_What to do:_
Answer these questions about the interview excerpt on poverty below:
(a) What do pawnshops capitalize on?
(b) What does the speaker say its future depends on?
(c) Which four illnesses occur at extremely high rates among the speaker's residents?

_Excerpt to read:_
·····

So with the flight or destruction of viable Black businesses, that left only the businesses you mentioned—the businesses whose primary goal is to capitalize on Black poverty. Check-cashing spots capitalize and exploit low-wage earners unable to afford a bank account and who need quick money; pawnshops capitalize on poor folks who need to liquidate personal valuables in order to make rent. Fast-food Chinese restaurants, through the thick bulletproof glass, capitalize on the Black poor by offering food—very unhealthy food that the owners admittedly don’t eat—to Blacks at a low monetary cost but with high health costs. And liquor stores, which can be found on nearly every corner, capitalize on the depression and despair that come with being poor and living in me.
Rick James once commented: “One thing ‘bout the ghetto, you don’t have to worry, it’ll be there tomorrow.” That said, where do you see yourself in ten years?
It all depends.
On…?
What it has always depended upon: the people.
What are some of the things you’d like to see the post-hip-hop generation do? Things they could do that would improve you and the lives of the people who live in you?
How much time you got? [Laughter]
Tell me what time it is.
All right, first, the post-hip-hop generation should understand the relationship between poverty and health. That’s something that we haven’t talked about yet and it’s absolutely essential.
Lack of income, clean water, food, and access to medical services and education are all related to poverty and health—and all of this is intensified in me. Because of urban diets and environments, people in me have extremely high rates of diabetes, hypertension, heart disease, and asthma. Not only are my residents more likely to have illnesses, but because they are poor, they are more likely to be limited by these conditions. Health issues prevent many from working or, at the least, limit their productivity—ultimately lowering income.

·····

_Source information:_
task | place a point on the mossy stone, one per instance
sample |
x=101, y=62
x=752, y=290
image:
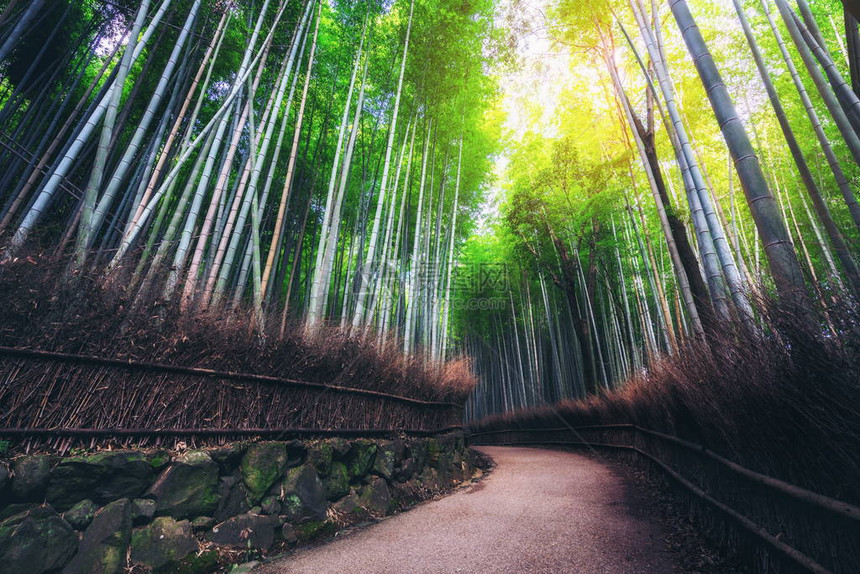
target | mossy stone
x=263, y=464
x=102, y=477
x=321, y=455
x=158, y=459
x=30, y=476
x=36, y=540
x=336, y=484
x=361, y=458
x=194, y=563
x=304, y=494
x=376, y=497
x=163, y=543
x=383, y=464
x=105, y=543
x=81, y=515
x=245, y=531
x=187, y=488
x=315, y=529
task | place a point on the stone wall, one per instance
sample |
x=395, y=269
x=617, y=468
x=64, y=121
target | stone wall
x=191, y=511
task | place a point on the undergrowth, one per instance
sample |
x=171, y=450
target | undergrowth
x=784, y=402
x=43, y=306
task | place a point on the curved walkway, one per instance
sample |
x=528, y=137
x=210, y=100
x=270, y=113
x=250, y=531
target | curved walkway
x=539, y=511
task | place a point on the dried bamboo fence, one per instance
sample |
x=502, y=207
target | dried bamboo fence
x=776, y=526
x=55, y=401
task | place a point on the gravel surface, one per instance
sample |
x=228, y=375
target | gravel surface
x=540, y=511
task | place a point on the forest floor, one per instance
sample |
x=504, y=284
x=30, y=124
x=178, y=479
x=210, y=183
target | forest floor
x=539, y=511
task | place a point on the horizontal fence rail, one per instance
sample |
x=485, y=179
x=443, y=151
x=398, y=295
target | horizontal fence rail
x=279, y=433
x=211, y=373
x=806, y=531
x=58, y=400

·····

_The completed task:_
(a) Poor folks who need to liquidate personal valuables in order to make rent.
(b) The people.
(c) Diabetes, hypertension, heart disease, and asthma.